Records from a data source
------------------------

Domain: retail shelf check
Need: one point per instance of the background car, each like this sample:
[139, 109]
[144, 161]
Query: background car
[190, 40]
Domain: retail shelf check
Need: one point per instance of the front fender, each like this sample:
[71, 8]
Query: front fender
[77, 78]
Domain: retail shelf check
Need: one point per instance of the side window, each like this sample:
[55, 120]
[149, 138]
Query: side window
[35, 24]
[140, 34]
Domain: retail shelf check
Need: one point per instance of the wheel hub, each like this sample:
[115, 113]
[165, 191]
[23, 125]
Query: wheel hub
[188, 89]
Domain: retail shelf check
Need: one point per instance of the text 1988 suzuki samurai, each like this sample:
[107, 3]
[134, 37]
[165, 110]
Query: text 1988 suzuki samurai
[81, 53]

------------------------

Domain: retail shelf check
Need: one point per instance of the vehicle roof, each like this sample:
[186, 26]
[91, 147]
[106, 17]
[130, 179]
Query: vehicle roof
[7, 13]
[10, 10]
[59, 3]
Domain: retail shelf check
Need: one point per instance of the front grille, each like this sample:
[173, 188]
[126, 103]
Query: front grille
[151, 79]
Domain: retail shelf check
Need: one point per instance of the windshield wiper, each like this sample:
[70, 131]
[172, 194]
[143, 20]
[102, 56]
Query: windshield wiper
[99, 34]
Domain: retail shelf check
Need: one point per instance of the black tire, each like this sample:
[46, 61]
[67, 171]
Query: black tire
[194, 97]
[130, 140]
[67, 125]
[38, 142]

------------------------

Action item: Work out the count of lines in the data above containing the string "point". Give it alone.

Finished exercise: 9